# START OF Data supplied
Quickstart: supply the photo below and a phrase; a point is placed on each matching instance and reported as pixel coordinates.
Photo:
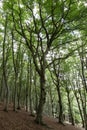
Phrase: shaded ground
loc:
(21, 120)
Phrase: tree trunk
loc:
(60, 120)
(77, 99)
(70, 108)
(42, 99)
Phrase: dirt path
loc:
(23, 121)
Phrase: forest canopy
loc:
(43, 54)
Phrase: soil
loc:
(22, 120)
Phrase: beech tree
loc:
(44, 26)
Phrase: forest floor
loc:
(21, 120)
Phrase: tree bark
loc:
(42, 99)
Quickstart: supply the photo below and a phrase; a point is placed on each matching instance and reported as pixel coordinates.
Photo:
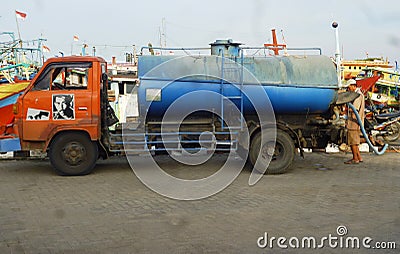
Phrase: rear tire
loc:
(394, 129)
(73, 154)
(279, 155)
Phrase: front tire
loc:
(279, 154)
(73, 154)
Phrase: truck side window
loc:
(70, 78)
(43, 83)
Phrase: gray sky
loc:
(364, 25)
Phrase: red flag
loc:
(45, 48)
(21, 15)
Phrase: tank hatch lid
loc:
(225, 42)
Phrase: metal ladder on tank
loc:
(232, 67)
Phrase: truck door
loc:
(61, 97)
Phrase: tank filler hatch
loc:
(227, 48)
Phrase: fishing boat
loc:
(19, 62)
(387, 87)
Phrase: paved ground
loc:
(111, 211)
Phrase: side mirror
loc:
(104, 77)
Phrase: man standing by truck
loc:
(352, 125)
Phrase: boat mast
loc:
(337, 54)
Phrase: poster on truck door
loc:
(63, 107)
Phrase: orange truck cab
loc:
(61, 112)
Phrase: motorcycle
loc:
(385, 125)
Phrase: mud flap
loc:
(10, 145)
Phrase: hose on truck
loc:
(365, 133)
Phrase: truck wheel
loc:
(281, 153)
(73, 154)
(394, 130)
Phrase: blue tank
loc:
(294, 84)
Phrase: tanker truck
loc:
(264, 108)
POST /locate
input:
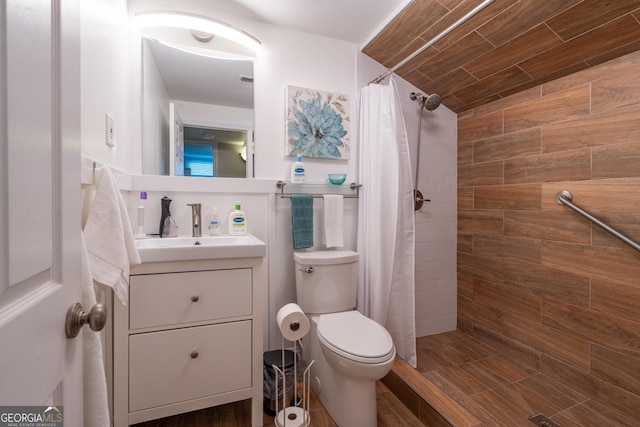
# END OF Data supplied
Description of the task:
Rewrite all of the rows above, replacing each occurrence of "truck" with "lorry" and leaving everything else unchanged. Omit the pictures.

The solution:
Quickstart: supply the photo below and a phrase; a point is placed on each matching instance and reported as pixel coordinates.
Photo:
Phrase: shaded ground
loc:
(21, 120)
Phrase: tree trunk
loc:
(60, 120)
(77, 99)
(70, 108)
(42, 99)
Phrase: dirt path
loc:
(23, 121)
Phrase: forest canopy
loc:
(43, 54)
Phrase: soil
loc:
(22, 120)
Phrase: beech tree
loc:
(44, 26)
Phrase: forest floor
loc:
(21, 120)
Phrase: tree bark
loc:
(42, 99)
Quickstart: supply the photo below and a phrase; a point is placed on each matching instance and reported as pixel coordinates.
Photo:
Phrase: rear tire
loc:
(394, 129)
(73, 154)
(279, 155)
Phrase: front tire
loc:
(279, 154)
(73, 154)
Phrase: lorry side window
loc:
(70, 78)
(43, 83)
Phrase: gray sky
loc:
(364, 25)
Phrase: red flag
loc:
(45, 48)
(21, 15)
Phrase: tank hatch lid
loc:
(225, 42)
Phrase: metal ladder on tank
loc:
(232, 67)
Phrase: lorry door
loc:
(61, 97)
Phrase: tank filler hatch
loc:
(227, 48)
Phrase: fishing boat
loc:
(19, 62)
(387, 87)
Phrase: paved ground
loc:
(111, 211)
Phrase: side mirror
loc:
(104, 77)
Phrase: man standing by lorry
loc:
(352, 125)
Phrase: boat mast
loc:
(337, 54)
Phrase: poster on lorry door
loc:
(63, 107)
Phrase: orange lorry cab
loc:
(61, 112)
Phrase: motorcycle
loc:
(385, 125)
Phrase: mud flap
loc:
(10, 145)
Phrase: hose on lorry
loc:
(365, 133)
Phrase: lorry wheel
loc:
(281, 153)
(73, 154)
(394, 130)
Phrase: blue tank
loc:
(294, 84)
Phrase: tanker lorry
loc:
(264, 108)
POST /locate
input:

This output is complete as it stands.